**PROBLEM TO SOLVE**
Copy every record below exactly as it appears.

**PROVIDED RECORDS**
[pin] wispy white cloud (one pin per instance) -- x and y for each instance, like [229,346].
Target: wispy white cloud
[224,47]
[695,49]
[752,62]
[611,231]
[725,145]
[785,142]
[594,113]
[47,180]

**ANSWER BOX**
[pin] wispy white cloud (one pin per instance) -- x and y for each instance, like [229,346].
Target: wispy white cloud
[224,47]
[695,49]
[752,62]
[611,231]
[725,145]
[785,142]
[594,113]
[47,180]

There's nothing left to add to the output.